**Short exercise**
Return the lines beginning at the one that contains "of the cloudy" and continuing to the end of the entries, including both ends, exactly as written and nothing else.

[Point placement records]
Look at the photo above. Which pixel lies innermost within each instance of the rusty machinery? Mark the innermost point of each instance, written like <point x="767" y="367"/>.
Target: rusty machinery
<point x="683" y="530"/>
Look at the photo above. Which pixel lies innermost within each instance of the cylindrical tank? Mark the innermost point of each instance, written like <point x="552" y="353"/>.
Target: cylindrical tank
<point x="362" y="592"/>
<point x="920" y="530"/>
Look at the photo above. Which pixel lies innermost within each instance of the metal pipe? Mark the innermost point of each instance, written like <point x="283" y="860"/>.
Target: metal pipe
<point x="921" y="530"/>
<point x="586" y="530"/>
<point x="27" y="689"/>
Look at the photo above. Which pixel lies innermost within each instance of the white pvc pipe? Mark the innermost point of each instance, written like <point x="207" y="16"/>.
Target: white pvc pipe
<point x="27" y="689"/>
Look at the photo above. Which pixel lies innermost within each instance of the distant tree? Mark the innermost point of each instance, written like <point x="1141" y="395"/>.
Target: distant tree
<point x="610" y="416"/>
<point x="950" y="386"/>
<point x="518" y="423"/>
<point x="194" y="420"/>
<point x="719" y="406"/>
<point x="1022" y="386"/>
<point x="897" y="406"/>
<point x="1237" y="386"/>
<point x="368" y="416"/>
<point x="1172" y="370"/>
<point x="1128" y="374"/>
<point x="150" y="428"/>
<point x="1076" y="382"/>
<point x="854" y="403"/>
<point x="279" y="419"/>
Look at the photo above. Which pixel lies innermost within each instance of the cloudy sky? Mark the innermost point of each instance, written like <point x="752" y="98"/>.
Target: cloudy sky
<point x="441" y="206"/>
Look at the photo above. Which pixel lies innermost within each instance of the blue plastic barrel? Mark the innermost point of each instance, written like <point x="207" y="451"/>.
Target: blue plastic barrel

**Result of the task**
Look at the photo above. Which pixel lies innermost within each instance of the cloudy sky? Mark the innermost point of each instance, written like <point x="752" y="98"/>.
Target: cloudy sky
<point x="441" y="206"/>
Look at the photo above. Which pixel lies innermost within each instance of the blue plastic barrel? Mark the innermost point of each instance, written like <point x="207" y="451"/>.
Target: blue plastic barrel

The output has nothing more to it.